## Given text
On the other hand, for the "same room not assigned" analysis, there are 1,700 bookings in the city hotel type and 2,500 bookings in the resort hotel type. This suggests that a smaller proportion of guests are flexible or open to being assigned a different room than the one they reserved while making the booking.

These insights provide an understanding of customer preferences regarding room assignments and can be useful for hotel management in terms of managing room allocation and addressing customer expectations.

##### 3. Will the gained insights help creating a positive business impact?
Are there any insights that lead to negative growth? Justify with specific reason.

The gained insights from the analysis can indeed help create a positive business impact. By understanding that guests prefer having the same room they reserved during the booking process, hotel management can focus on optimizing their room assignment systems and processes to meet this expectation. This can lead to increased customer satisfaction, improved guest experiences, and potentially higher customer loyalty and repeat bookings.

On the other hand, the analysis does not directly provide insights that lead to negative growth. However, if the hotel fails to meet the expectation of assigning the same room as reserved, it may result in customer dissatisfaction and potentially negative reviews or reduced customer loyalty. Therefore, it is important for hotels to take these insights into account and strive to provide consistent room assignments to align with customer expectations.

# Chart - 11 Analysis on total nights stay for not cancelled bookings(Bivariate analysis)

In [None]:
# Chart - 10 visualization code
# filtering on not cancelled bookings less than 15 total nights for the each hotel type
temp_df = df[df['is_canceled'] == 0 ]
temp_15 = temp_df[temp_df['total_nights'] < 15]
plt.figure(figsize = (10,5))

## Prompt 1
Answer these questions about the hotel booking analysis:
(a) How many resort hotel bookings fall under the "same room not assigned" analysis?
(b) What does Chart 11 analyze?
(c) In the code, what limit on total nights is applied when filtering the not cancelled bookings?
## Prompt 2
Write out the stretch of the hotel booking analysis from "The gained insights from" through "and repeat bookings.", without changing anything.

## Supplied material
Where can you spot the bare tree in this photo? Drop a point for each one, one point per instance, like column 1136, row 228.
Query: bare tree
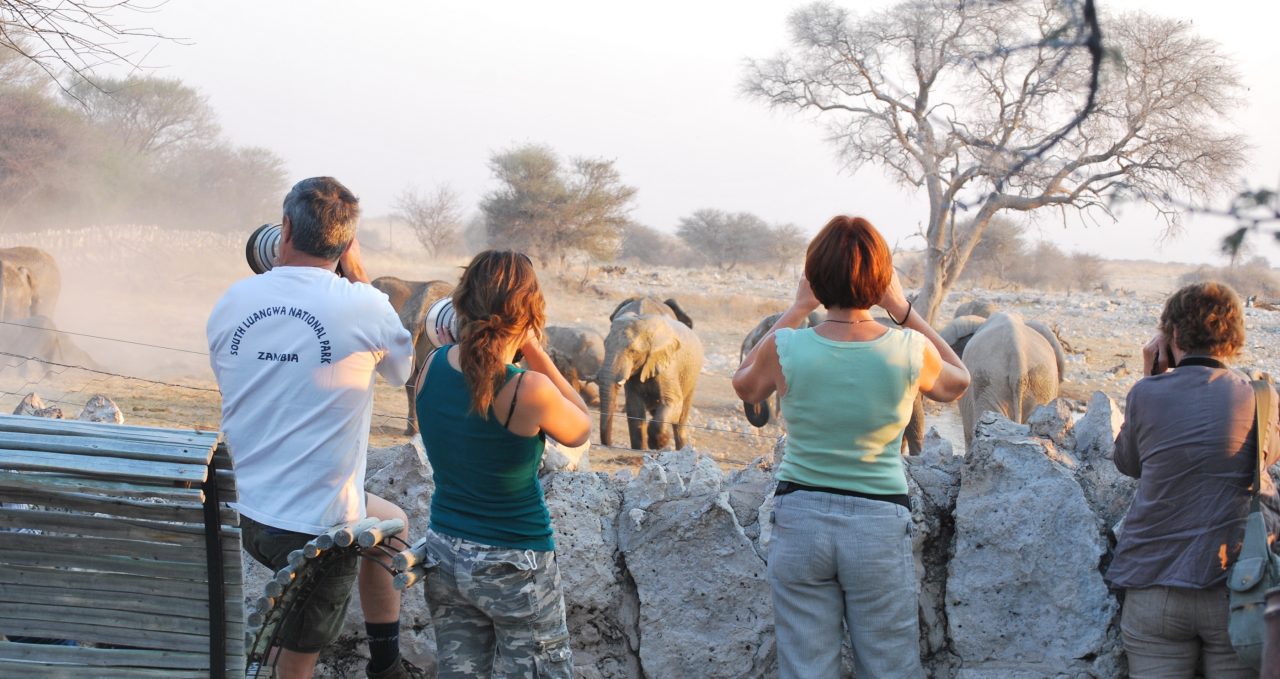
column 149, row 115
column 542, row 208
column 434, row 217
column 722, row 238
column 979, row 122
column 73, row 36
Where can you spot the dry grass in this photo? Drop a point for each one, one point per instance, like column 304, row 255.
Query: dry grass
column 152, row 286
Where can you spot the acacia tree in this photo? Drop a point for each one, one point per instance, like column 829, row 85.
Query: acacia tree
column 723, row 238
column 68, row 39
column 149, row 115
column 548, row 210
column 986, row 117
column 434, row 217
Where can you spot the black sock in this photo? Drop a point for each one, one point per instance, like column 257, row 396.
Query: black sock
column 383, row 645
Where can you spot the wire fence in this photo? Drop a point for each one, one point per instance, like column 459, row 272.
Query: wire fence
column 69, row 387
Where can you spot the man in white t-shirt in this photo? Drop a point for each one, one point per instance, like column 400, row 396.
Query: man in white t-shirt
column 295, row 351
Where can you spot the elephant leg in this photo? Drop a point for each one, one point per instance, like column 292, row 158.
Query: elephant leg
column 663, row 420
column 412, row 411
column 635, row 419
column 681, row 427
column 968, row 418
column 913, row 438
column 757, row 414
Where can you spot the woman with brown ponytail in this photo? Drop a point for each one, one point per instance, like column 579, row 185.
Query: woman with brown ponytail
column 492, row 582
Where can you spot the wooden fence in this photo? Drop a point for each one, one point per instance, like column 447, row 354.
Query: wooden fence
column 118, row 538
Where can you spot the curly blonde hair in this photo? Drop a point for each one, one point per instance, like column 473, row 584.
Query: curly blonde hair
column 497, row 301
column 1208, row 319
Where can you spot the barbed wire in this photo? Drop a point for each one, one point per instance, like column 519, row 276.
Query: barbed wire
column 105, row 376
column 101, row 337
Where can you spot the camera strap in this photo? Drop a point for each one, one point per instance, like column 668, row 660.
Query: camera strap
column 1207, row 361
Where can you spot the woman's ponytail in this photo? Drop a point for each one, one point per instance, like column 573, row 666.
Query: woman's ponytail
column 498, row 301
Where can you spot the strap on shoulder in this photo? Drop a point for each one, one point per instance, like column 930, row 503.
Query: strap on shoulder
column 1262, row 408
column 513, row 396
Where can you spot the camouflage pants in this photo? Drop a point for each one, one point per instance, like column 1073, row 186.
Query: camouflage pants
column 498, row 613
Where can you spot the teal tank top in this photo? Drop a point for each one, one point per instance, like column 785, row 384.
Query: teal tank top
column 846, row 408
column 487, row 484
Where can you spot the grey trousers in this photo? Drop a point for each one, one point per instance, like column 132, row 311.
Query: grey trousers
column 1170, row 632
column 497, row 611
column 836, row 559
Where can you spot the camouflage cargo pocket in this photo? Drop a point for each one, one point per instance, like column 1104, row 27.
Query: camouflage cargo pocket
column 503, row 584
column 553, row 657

==

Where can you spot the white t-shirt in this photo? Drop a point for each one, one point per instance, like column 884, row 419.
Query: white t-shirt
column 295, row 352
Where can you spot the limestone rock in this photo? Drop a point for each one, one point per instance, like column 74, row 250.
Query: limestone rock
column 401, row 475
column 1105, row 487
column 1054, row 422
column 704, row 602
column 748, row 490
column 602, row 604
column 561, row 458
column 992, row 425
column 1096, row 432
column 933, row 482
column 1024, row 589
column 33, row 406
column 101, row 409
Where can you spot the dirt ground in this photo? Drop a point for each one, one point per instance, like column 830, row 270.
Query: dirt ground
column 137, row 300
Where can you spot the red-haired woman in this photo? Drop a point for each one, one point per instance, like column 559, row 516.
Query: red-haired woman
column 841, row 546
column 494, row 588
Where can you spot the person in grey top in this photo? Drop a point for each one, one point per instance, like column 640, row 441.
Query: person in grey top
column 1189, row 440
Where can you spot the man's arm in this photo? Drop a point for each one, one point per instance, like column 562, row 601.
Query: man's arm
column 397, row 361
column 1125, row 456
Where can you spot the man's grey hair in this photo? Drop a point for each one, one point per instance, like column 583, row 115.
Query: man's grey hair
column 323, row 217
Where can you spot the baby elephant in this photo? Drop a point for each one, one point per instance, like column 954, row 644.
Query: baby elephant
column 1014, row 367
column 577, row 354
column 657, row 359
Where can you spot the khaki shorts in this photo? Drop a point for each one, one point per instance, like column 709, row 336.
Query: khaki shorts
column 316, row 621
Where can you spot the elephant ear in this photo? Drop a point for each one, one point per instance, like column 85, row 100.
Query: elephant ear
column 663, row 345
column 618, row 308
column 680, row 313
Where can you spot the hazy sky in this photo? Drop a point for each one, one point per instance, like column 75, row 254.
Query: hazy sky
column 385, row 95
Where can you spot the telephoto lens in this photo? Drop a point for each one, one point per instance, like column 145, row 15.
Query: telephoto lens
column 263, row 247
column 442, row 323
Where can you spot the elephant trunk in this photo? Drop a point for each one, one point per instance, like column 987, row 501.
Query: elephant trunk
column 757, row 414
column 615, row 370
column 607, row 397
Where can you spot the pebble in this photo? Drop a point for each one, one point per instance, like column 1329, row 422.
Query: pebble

## Task response 1
(a) 2,500 bookings.
(b) Total nights stay for not cancelled bookings, as a bivariate analysis.
(c) The bookings are limited to fewer than 15 total nights.

## Task response 2
The gained insights from the analysis can indeed help create a positive business impact. By understanding that guests prefer having the same room they reserved during the booking process, hotel management can focus on optimizing their room assignment systems and processes to meet this expectation. This can lead to increased customer satisfaction, improved guest experiences, and potentially higher customer loyalty and repeat bookings.